(Source passage):
┄┄┄┄┄┄┄┄┄┄┄┄┄┄┄┄┄┄┄┄
(no subject)

Sep 12, 2010 04:55

I should proably write about my birthday, yes?

Well, first of all, I want to thatn all those people who wished me a good birthday. You have no idea how good that made me feel. It was such a small gesture, and I smiled like a maniac :D I love you all for that, you are all so awesoooome ^____^ <3

If not for those people who took the time to give me their wishes, my birthday would be rather a sad day. Well, I spent it at home. Before my computer. Doing work for mom, cleaning the house, taking care of brother. My aunt and grandma came over later on. We ate some pie... that's that. My mom didn't eben think of making dinner, so I had to make something for me and brother.

I've been rather sad lately, and it's a bit different than usual, more like I just lost will to fight the depression.  I cling to the few people who keep in touch with me lately, and they keep me going in a big way. It;s just when I'm left alone that I just... fall appart. I'm sorry for the angry, whining posts lately. It's just, I get mad so easily, lately.  I could go on, and on about it... but that's not something you guys wanna know.
┄┄┄┄┄┄┄┄┄┄┄┄┄┄┄┄┄┄┄┄
(Location labeling records):
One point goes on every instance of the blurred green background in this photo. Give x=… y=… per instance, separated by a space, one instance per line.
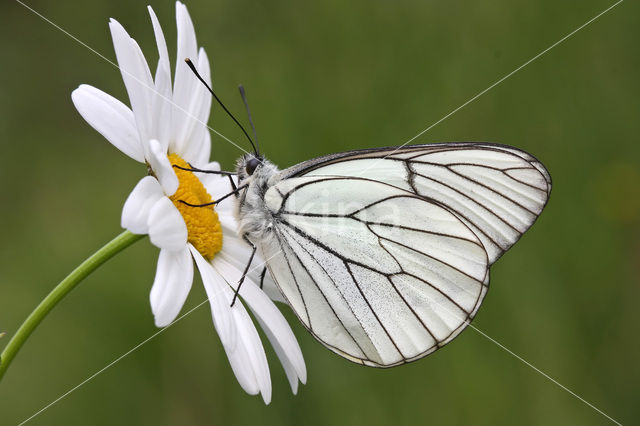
x=325 y=77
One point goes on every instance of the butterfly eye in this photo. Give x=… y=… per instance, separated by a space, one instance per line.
x=251 y=165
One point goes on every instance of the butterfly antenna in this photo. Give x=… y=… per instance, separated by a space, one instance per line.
x=243 y=95
x=193 y=68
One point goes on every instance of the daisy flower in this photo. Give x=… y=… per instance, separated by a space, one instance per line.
x=166 y=127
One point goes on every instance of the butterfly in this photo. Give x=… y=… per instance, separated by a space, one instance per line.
x=384 y=254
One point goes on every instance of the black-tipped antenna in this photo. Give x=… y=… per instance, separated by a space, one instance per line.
x=243 y=95
x=193 y=68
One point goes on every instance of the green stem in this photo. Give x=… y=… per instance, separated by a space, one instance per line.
x=109 y=250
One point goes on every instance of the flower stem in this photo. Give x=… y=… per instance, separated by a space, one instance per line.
x=109 y=250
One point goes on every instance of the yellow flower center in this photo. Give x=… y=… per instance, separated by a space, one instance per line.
x=203 y=225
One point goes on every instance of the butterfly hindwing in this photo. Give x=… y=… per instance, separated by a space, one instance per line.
x=497 y=190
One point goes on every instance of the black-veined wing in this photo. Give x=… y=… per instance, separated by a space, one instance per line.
x=497 y=190
x=378 y=274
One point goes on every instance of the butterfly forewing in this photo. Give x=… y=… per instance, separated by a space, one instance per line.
x=378 y=274
x=384 y=254
x=498 y=191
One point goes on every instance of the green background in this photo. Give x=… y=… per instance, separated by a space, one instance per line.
x=321 y=78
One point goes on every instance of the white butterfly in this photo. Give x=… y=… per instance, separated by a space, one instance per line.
x=384 y=254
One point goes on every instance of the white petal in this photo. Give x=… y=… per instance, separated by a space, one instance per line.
x=135 y=213
x=272 y=322
x=249 y=340
x=171 y=286
x=162 y=168
x=214 y=285
x=202 y=157
x=110 y=117
x=162 y=98
x=167 y=229
x=185 y=81
x=137 y=79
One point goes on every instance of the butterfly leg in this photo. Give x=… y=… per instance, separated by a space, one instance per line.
x=262 y=274
x=246 y=269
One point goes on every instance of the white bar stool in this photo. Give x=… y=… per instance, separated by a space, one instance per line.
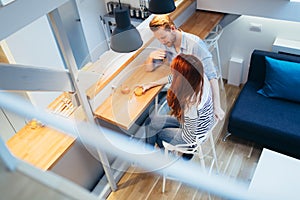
x=212 y=44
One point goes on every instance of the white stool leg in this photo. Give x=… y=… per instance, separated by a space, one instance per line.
x=214 y=151
x=201 y=157
x=219 y=65
x=164 y=172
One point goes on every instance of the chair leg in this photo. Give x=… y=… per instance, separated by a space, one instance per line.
x=164 y=172
x=201 y=157
x=219 y=66
x=226 y=136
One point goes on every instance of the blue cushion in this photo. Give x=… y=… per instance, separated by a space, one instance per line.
x=282 y=80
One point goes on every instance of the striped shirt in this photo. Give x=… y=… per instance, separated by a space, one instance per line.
x=198 y=119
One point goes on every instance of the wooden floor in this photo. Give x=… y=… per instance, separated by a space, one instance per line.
x=232 y=154
x=232 y=157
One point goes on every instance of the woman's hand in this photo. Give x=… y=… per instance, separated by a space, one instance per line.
x=219 y=113
x=147 y=86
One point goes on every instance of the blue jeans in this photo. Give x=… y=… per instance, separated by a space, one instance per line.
x=163 y=128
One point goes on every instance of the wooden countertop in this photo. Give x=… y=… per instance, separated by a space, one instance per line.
x=43 y=146
x=124 y=109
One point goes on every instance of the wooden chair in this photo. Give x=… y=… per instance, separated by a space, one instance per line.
x=195 y=149
x=212 y=44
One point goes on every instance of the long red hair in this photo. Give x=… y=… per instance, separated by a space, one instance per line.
x=187 y=71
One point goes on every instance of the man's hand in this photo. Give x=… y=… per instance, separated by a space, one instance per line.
x=154 y=55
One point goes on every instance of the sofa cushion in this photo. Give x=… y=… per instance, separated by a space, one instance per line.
x=281 y=80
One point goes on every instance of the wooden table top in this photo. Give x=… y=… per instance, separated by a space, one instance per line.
x=123 y=110
x=40 y=146
x=43 y=146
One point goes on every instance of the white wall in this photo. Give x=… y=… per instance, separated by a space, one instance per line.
x=90 y=12
x=238 y=41
x=276 y=9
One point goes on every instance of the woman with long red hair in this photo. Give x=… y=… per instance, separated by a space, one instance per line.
x=190 y=100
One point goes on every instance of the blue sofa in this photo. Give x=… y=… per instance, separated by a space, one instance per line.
x=269 y=122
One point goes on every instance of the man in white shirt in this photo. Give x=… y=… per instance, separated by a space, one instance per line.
x=173 y=42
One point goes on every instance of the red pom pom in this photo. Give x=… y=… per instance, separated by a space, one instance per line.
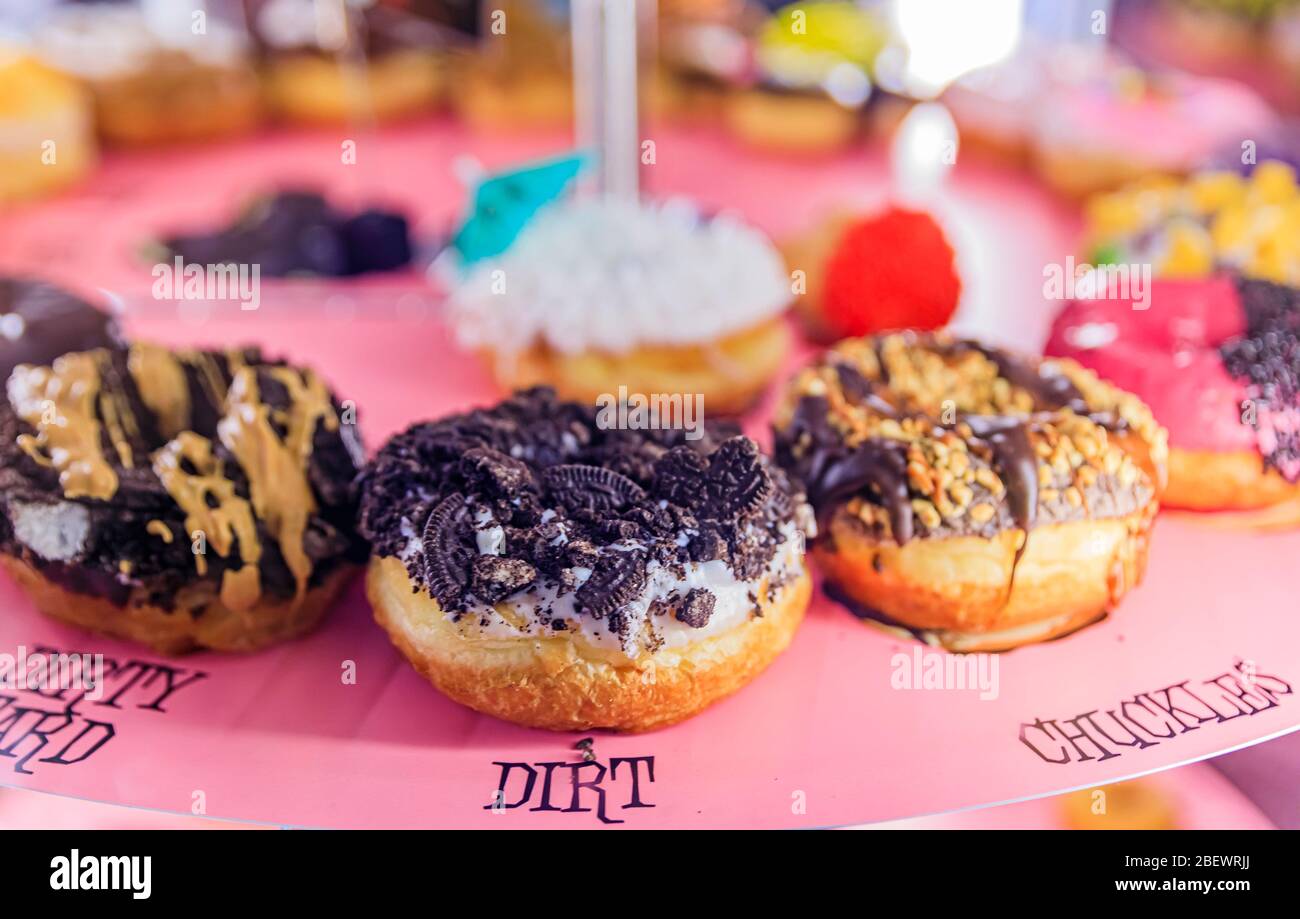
x=893 y=271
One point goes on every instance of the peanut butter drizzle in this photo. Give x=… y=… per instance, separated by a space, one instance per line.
x=232 y=516
x=277 y=468
x=117 y=417
x=60 y=402
x=164 y=390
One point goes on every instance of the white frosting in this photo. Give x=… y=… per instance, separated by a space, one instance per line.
x=648 y=632
x=611 y=276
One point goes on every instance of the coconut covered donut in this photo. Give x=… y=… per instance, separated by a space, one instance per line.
x=540 y=568
x=974 y=498
x=182 y=499
x=651 y=297
x=1218 y=360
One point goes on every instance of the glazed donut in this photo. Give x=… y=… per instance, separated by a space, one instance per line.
x=181 y=499
x=381 y=63
x=40 y=321
x=542 y=568
x=651 y=297
x=1208 y=356
x=978 y=499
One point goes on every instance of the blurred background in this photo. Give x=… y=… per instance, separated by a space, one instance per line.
x=336 y=143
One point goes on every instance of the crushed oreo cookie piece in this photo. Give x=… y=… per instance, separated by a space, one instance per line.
x=697 y=608
x=679 y=477
x=446 y=554
x=499 y=473
x=592 y=488
x=495 y=577
x=615 y=582
x=1268 y=360
x=737 y=482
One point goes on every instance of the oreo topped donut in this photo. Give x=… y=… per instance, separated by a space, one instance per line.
x=178 y=498
x=540 y=567
x=978 y=498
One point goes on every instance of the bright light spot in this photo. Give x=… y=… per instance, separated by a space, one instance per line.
x=949 y=38
x=923 y=150
x=848 y=85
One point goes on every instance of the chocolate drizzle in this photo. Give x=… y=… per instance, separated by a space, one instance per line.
x=1015 y=460
x=1268 y=360
x=39 y=323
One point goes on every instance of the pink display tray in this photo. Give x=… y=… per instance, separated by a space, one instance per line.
x=1199 y=660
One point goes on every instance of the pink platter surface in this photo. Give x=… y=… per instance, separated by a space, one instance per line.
x=1199 y=660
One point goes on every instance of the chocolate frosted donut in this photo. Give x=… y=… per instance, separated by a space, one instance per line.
x=178 y=498
x=973 y=497
x=39 y=321
x=547 y=571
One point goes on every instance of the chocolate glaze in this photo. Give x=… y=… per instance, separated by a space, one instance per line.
x=1015 y=460
x=299 y=233
x=39 y=321
x=1266 y=358
x=814 y=451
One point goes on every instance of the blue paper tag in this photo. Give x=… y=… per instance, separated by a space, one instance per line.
x=503 y=204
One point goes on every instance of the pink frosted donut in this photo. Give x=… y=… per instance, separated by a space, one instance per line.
x=1183 y=358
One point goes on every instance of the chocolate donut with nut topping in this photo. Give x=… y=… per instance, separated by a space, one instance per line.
x=971 y=497
x=182 y=499
x=546 y=569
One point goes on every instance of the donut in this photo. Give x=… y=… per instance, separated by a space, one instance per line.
x=297 y=233
x=47 y=130
x=814 y=64
x=1119 y=125
x=1214 y=221
x=601 y=294
x=372 y=61
x=152 y=83
x=970 y=497
x=40 y=321
x=182 y=499
x=1218 y=363
x=541 y=567
x=521 y=78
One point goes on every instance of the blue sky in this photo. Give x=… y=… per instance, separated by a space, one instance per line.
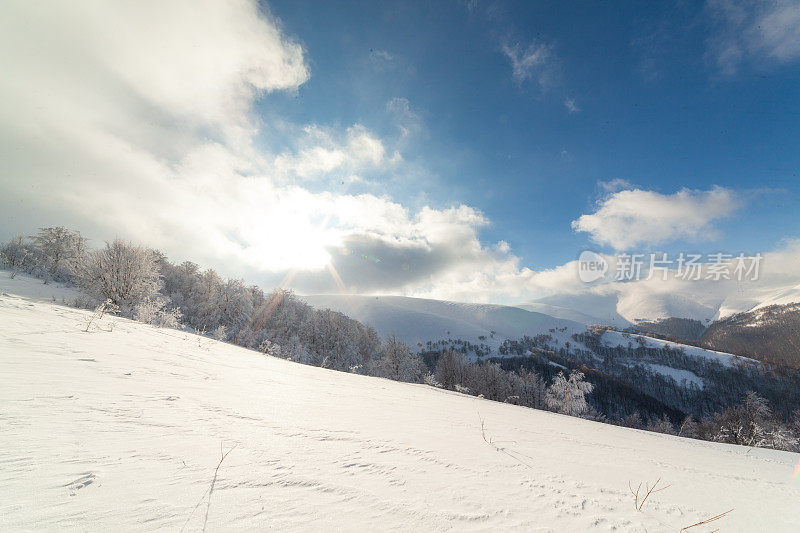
x=654 y=108
x=458 y=150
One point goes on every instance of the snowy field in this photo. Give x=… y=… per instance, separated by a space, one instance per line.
x=121 y=429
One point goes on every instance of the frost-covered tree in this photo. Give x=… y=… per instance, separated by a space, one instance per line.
x=15 y=253
x=61 y=251
x=451 y=369
x=398 y=362
x=662 y=425
x=121 y=272
x=568 y=396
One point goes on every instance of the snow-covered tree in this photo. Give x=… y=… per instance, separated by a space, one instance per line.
x=14 y=254
x=61 y=250
x=568 y=396
x=398 y=362
x=451 y=369
x=121 y=272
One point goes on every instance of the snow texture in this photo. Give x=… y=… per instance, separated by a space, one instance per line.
x=123 y=429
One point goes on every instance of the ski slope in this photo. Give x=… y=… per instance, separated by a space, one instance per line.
x=120 y=428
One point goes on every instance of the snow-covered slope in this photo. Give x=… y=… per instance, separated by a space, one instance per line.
x=416 y=320
x=121 y=429
x=586 y=308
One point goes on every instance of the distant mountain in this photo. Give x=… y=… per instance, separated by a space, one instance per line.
x=415 y=320
x=681 y=329
x=768 y=333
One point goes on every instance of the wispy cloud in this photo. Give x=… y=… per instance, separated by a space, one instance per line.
x=751 y=31
x=158 y=140
x=571 y=106
x=535 y=62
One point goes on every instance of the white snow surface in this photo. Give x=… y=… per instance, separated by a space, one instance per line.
x=415 y=320
x=617 y=338
x=121 y=431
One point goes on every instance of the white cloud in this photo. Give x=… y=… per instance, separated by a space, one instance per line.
x=534 y=62
x=154 y=139
x=636 y=217
x=614 y=185
x=320 y=154
x=571 y=106
x=752 y=31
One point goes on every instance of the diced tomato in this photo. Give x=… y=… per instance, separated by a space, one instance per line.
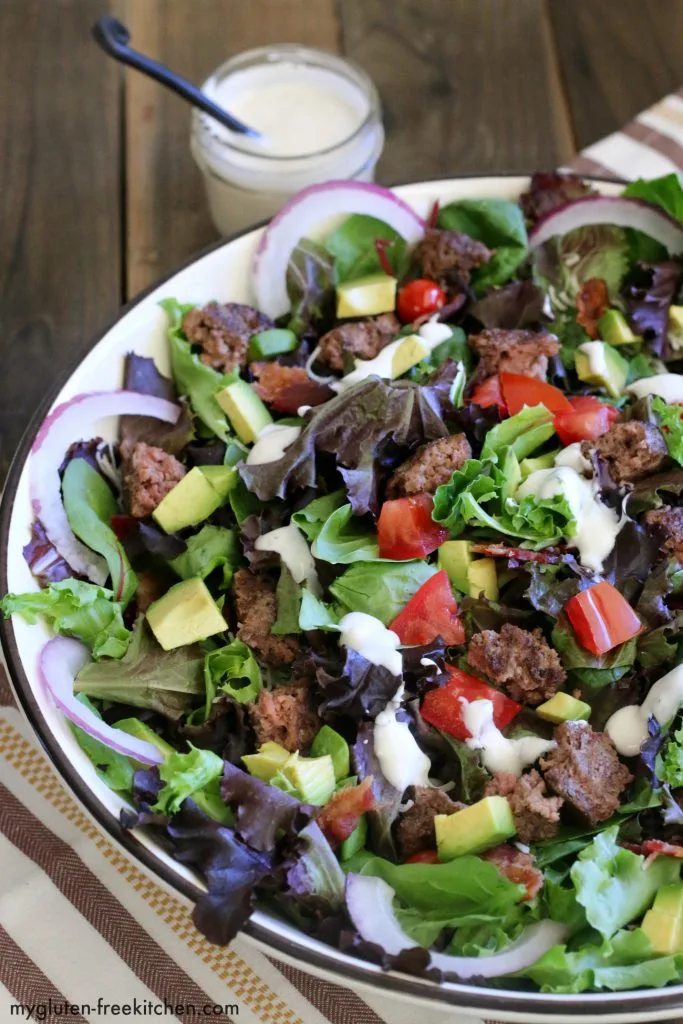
x=342 y=812
x=419 y=297
x=443 y=708
x=431 y=612
x=406 y=528
x=602 y=619
x=488 y=393
x=424 y=857
x=519 y=391
x=586 y=420
x=592 y=301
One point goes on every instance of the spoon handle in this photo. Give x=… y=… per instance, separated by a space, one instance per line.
x=113 y=36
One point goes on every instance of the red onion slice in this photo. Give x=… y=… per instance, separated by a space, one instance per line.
x=60 y=660
x=616 y=210
x=63 y=425
x=302 y=213
x=370 y=904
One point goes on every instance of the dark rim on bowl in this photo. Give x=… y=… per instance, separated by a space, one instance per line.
x=466 y=996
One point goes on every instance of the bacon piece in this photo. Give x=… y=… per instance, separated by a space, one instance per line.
x=343 y=811
x=287 y=388
x=592 y=301
x=517 y=866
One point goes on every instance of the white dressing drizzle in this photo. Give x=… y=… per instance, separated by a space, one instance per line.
x=372 y=639
x=628 y=727
x=290 y=544
x=400 y=759
x=271 y=443
x=667 y=386
x=498 y=752
x=597 y=525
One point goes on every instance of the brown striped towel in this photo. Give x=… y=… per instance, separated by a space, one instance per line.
x=81 y=923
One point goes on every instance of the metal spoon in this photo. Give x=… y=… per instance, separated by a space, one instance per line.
x=113 y=36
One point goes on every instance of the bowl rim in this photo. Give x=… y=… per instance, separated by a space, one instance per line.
x=479 y=999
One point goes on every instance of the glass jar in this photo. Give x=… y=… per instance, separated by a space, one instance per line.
x=321 y=118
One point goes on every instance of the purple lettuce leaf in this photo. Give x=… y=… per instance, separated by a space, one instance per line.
x=357 y=689
x=369 y=427
x=43 y=558
x=141 y=375
x=387 y=800
x=261 y=811
x=516 y=305
x=548 y=190
x=650 y=295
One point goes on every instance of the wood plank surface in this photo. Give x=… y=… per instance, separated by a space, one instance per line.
x=466 y=86
x=60 y=265
x=616 y=58
x=167 y=218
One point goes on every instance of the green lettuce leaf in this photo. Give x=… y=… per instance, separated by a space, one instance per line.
x=167 y=681
x=620 y=963
x=76 y=609
x=183 y=775
x=89 y=505
x=460 y=889
x=523 y=432
x=115 y=769
x=212 y=548
x=288 y=597
x=671 y=769
x=612 y=885
x=497 y=222
x=194 y=378
x=310 y=286
x=672 y=427
x=344 y=539
x=231 y=670
x=315 y=614
x=352 y=245
x=380 y=589
x=311 y=518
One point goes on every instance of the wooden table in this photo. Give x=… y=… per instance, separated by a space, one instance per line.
x=98 y=194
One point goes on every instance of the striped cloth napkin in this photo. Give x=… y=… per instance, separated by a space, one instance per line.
x=81 y=923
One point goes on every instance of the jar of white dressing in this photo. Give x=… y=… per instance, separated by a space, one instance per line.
x=321 y=119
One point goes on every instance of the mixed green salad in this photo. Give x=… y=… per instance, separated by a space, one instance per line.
x=374 y=611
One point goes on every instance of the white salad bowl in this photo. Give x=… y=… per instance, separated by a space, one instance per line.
x=223 y=273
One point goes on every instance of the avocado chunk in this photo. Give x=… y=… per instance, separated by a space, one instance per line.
x=475 y=828
x=193 y=499
x=410 y=351
x=528 y=466
x=184 y=614
x=274 y=341
x=563 y=708
x=245 y=410
x=664 y=931
x=312 y=778
x=482 y=579
x=676 y=328
x=355 y=842
x=613 y=329
x=367 y=296
x=670 y=900
x=456 y=558
x=268 y=760
x=330 y=741
x=599 y=364
x=140 y=730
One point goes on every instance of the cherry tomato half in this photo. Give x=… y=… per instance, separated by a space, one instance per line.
x=418 y=298
x=406 y=528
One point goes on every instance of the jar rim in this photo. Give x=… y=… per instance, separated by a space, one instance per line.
x=294 y=52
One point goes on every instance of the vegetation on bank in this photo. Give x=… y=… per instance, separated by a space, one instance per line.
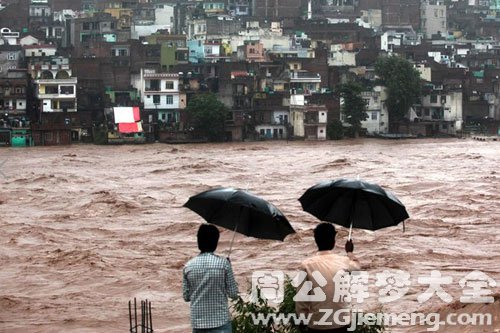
x=243 y=321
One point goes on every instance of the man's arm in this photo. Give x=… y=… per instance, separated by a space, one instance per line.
x=186 y=290
x=231 y=285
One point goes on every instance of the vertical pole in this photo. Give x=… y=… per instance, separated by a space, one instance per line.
x=150 y=318
x=130 y=315
x=142 y=316
x=135 y=314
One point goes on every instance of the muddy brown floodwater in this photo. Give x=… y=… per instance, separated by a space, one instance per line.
x=86 y=228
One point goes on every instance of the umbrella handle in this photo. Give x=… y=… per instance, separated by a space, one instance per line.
x=232 y=241
x=234 y=234
x=350 y=232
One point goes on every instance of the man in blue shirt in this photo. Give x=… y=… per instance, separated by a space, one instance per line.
x=207 y=282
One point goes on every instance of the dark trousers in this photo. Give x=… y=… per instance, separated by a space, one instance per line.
x=333 y=330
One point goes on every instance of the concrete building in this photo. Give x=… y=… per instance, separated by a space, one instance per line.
x=55 y=85
x=160 y=92
x=433 y=18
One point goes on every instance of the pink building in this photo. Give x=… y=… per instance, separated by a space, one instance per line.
x=252 y=51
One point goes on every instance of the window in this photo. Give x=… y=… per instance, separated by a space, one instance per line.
x=51 y=90
x=153 y=85
x=67 y=90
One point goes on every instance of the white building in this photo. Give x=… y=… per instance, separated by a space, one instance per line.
x=378 y=116
x=55 y=85
x=339 y=56
x=433 y=18
x=164 y=20
x=161 y=92
x=444 y=109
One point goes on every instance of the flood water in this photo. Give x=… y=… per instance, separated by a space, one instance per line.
x=85 y=229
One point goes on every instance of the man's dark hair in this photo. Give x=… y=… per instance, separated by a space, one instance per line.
x=324 y=235
x=208 y=238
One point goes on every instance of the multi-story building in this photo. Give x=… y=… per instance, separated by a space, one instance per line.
x=55 y=85
x=160 y=92
x=433 y=18
x=101 y=27
x=377 y=121
x=277 y=9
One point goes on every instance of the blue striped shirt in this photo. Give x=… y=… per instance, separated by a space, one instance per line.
x=207 y=282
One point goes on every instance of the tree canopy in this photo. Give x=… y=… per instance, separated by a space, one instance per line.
x=354 y=106
x=207 y=116
x=403 y=87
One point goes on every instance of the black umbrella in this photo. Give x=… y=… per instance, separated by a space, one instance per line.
x=354 y=204
x=242 y=212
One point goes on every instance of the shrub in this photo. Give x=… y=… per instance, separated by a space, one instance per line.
x=243 y=310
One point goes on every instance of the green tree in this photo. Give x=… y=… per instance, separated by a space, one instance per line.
x=354 y=107
x=207 y=116
x=403 y=87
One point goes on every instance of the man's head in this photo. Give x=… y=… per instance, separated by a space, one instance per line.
x=324 y=235
x=208 y=238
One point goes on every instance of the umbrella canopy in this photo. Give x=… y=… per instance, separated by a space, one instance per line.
x=353 y=203
x=242 y=212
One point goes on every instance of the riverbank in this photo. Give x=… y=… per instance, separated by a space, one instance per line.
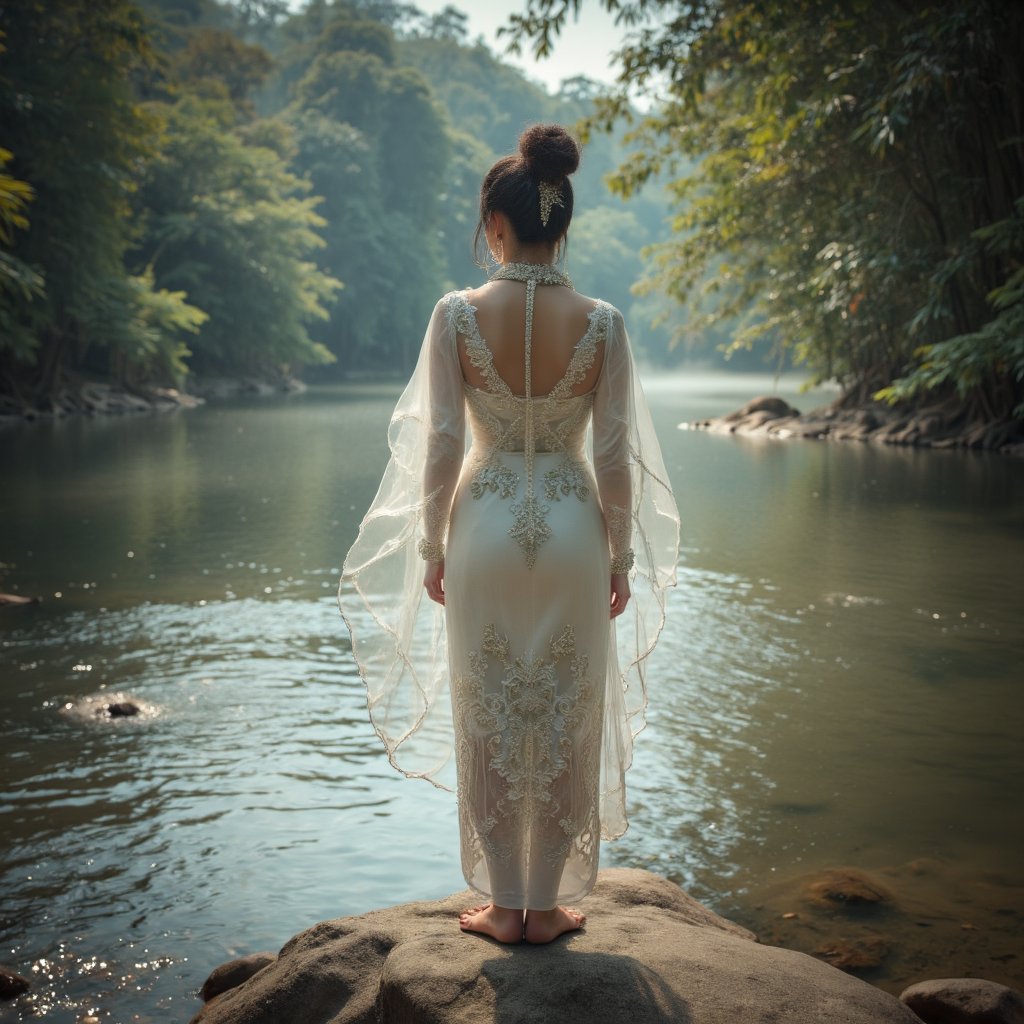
x=935 y=426
x=648 y=952
x=85 y=396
┄┄┄┄┄┄┄┄┄┄┄┄┄┄┄┄┄┄┄┄
(Job 1):
In the birthday post, why did the writer have to make food for themselves and their brother? Answer in one to three sentences.
(Job 2):
Answer each question from the birthday post.
(a) Who came over to the writer's home later on the birthday?
(b) What did they eat?
(c) According to the writer, when do they fall apart?
(Job 3):
Resume the birthday post, starting right after its last sentence, in the same voice.
The records have no connection to the birthday post.

(Final result 1):
The writer had to make something for themselves and their brother because their mom didn't even think of making dinner.

(Final result 2):
(a) The writer's aunt and grandma.
(b) Some pie.
(c) When they are left alone.

(Final result 3):
I met with two of my friends today. For being men, they did a suprisingly great job of cheering me up. They bought me scottish butter cookies! Gotta love them for that! ;) They just... were there, joked arround, didn't act funny, and I know it sounds stupid but... I like the way they kinda look up to me. They LISTEN to what I say, not like most people, who despite everything they say, don't take me seriously. Those two do. They listen, and they are not afraid to comment back. It's refreshing.

I didn't mnage to go to the hairdresser for yet another week, since my parents didn't give me back my money. Also my LJ payment is coming up. Luckily, all is good with school so far.

I guess I'm just in a needy mood. Another year went by, and I'm still single, jobless, my friends move away from me, and I just feel a bit lonely. A bit of a failure too.

This is gonna sound stupid, but... I really think a lot of my problems would have solved themselves, if I just FOUND someone.

There are days when I would kill for a simple hug...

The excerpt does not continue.